*What you need to do*
Show every line in the records below that contains the word "instance".
══ Input records
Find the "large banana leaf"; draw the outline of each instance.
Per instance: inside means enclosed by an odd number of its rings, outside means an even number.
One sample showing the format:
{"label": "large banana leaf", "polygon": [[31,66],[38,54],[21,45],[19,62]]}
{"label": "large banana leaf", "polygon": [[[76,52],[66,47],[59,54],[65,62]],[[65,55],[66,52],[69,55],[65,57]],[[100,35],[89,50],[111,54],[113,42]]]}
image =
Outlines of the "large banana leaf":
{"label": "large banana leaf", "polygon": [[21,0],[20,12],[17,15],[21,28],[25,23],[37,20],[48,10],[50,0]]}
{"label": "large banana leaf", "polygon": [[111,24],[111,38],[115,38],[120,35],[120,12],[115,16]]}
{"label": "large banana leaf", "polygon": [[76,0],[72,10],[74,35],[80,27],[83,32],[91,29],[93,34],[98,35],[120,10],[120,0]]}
════
*Result*
Find the "large banana leaf"; draw the outline of each instance.
Per instance: inside means enclosed by an odd number of its rings, outside means an even number.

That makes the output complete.